Your task —
Reproduce all records verbatim.

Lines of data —
-- begin --
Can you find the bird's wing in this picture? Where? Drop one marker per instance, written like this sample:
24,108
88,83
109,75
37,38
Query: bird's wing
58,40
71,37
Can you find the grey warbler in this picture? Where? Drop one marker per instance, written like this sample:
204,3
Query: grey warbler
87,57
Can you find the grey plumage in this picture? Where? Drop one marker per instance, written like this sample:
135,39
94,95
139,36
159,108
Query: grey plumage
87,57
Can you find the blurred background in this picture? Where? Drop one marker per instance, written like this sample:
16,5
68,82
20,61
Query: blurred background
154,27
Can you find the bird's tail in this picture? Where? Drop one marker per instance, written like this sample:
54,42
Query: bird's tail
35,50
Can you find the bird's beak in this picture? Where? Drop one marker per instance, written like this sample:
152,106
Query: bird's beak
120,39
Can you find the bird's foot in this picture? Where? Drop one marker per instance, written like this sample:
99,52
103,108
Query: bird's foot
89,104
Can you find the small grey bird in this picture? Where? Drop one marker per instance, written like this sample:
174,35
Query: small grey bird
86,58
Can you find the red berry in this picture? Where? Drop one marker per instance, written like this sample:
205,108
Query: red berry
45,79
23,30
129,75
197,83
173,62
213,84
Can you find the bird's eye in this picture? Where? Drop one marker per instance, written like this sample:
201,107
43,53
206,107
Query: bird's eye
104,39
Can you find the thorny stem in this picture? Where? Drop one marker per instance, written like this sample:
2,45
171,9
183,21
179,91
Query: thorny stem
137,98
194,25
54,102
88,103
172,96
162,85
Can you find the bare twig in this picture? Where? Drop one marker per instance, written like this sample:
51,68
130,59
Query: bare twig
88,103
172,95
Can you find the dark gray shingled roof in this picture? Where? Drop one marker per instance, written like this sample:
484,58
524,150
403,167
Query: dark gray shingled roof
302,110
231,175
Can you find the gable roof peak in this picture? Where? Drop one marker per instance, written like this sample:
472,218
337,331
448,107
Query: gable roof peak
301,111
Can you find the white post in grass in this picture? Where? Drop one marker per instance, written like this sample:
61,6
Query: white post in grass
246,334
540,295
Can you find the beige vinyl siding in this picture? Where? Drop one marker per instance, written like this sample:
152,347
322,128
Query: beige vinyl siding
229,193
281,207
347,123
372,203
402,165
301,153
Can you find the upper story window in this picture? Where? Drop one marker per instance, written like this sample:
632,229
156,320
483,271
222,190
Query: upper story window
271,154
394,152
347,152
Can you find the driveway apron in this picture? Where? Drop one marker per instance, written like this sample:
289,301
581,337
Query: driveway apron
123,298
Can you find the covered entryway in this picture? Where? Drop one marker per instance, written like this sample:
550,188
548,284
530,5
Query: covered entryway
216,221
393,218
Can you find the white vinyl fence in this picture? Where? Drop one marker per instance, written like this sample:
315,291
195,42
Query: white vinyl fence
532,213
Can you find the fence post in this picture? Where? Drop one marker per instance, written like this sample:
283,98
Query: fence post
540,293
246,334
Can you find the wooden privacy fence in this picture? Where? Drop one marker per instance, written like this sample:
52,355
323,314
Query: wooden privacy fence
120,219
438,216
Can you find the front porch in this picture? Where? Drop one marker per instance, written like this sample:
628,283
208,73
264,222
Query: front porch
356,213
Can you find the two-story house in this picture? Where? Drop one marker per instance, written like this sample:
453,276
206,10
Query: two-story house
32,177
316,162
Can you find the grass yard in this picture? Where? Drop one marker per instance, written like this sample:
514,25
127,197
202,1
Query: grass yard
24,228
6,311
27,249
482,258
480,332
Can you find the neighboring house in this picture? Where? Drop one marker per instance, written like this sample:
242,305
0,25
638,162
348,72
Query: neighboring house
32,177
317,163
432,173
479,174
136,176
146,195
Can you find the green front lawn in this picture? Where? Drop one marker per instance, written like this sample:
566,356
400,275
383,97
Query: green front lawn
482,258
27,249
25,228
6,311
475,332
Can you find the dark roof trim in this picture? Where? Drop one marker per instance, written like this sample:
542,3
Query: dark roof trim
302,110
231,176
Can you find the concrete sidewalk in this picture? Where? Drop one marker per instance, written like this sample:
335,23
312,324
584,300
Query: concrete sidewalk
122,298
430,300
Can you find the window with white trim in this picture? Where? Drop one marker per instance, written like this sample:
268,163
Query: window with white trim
-- end --
Final result —
Can you find the bird's wing in this picture? Where? Drop one marker per instance, written like this sample:
24,108
88,83
109,75
37,38
Query: bird's wing
58,40
71,37
Can you find the grey warbler in this picture? Where? Drop one marker per instance, written like this sample:
204,3
Query: grey warbler
87,57
Can you find the grey plumage in this picture? Where? Drop one marker per instance, written like this sample:
135,39
94,95
139,36
159,108
Query: grey plumage
87,57
Can you find the blurred background in this picture? Where? Drop one marker per instance, written like this sample:
16,5
68,82
20,61
Query: blurred background
154,27
Can you find the bird's tail in this picture? Where? Drop one marker per instance, written like this sample:
54,42
Query: bird's tail
35,50
Can you find the bird's beak in this picture? Where? Drop one marker per instance, written like this sample:
152,106
Query: bird's beak
120,39
Can you find the bird's foot in this picture? Where? Drop one marker per instance, written like this sample:
99,52
103,108
Query: bird's foot
89,104
Can you find the small grey bird in this picture? Where? Drop one marker per instance, written like this sample:
174,35
Query: small grey bird
86,58
Can you find the red berry in this picture? Where? Drop one marker per instance, written like this sample:
205,108
Query: red berry
45,79
23,30
129,75
197,83
173,62
213,84
Can you find the bird's eye in this picture? Where? Drop one marker per instance, written like this sample:
201,107
43,53
206,107
Query: bird's eye
104,39
Can you find the thorny stem in this picture? Where? Drop one marker per instance, written like this sample:
2,45
171,9
183,21
179,91
Query: thorny stem
137,98
194,25
54,102
88,103
172,96
162,85
Can you find the bare twig in this picture? Where? Drop one marker per instance, written like this sample:
51,68
130,59
Query: bare twig
88,103
172,95
Can you find the dark gray shingled roof in this picture? Where? Drop one marker per instance, written like this sample:
484,58
524,150
403,167
Query: dark gray shingled roof
302,110
231,175
Can you find the gable roof peak in this picture? Where? Drop one marker per instance, written like this sample:
472,218
337,331
448,107
Query: gable roof peak
301,111
Can you find the white post in grass in this picture? Where? Drop one marker per instance, written like this sample:
61,6
Query: white post in grass
246,334
540,295
Can you find the beige vinyl siding in this picture? Where? Drop one marker per instance, written like this sample:
152,347
322,128
Query: beige vinyl siding
229,193
281,207
347,123
372,203
402,165
301,153
Can you find the upper story window in this picture? Where? Drop one marker per instance, written like this sample:
632,229
156,320
483,271
222,190
Query: upper story window
271,154
394,152
347,152
Can you find the driveway apron in this picture? Where? Drop one marker per instance, written like this sample:
289,301
581,337
Query: driveway apron
123,298
Can you find the covered entryway in this picture? Where? Drop one marker per instance, written like this sample:
550,188
548,284
530,5
Query: covered entryway
216,221
393,218
Can you find the white vinyl fence in this picture? Where? Drop one marker per instance, written like this sample:
315,291
195,42
Query: white vinyl fence
532,213
Can you find the fence post in this picture? Where? Drop one marker per instance, written like this sample:
283,98
Query: fence post
540,293
246,334
Can you find the wooden privacy fence in this picture? Where? Drop one marker per instance, written like this sample:
52,355
323,314
Query: wooden privacy fence
120,219
438,216
Can you find the front porch in this picture? Where? Drop one marker per instance, written like this sample:
628,283
208,73
264,222
Query: front porch
356,213
Can you find the two-story house in this picture? Where? Drop one marker per instance, written like this sample:
453,276
206,10
Query: two-story house
32,177
316,162
Can you find the grass yard in this picture? Where? Drop one marker per instance, written like this sample:
514,25
127,197
202,1
Query: grass yard
24,228
6,311
27,249
482,258
480,332
Can you find the neighboring house in this picture? Where? Drop one marker per instance, written like this sample:
242,305
0,25
638,162
348,72
Query: neighboring house
32,177
317,163
432,173
479,174
136,176
146,195
Can you find the green front lawn in this picture? Where? Drop one marker per instance, written like this sample:
566,356
400,275
383,97
Query: green front lawn
482,258
27,249
25,228
6,311
475,332
Can you find the dark roof trim in this picture? Where? Drop one marker per instance, written like this sample:
542,3
Query: dark roof trim
302,110
231,176
Can you find the concrete sidewalk in this picture? Where? Drop one marker per instance, written like this sample:
335,23
312,324
584,300
Query: concrete sidewalk
122,298
430,300
Can you find the window with white trim in this picture? Where? Drop one marker per instance, written like this sample:
268,163
Query: window with white trim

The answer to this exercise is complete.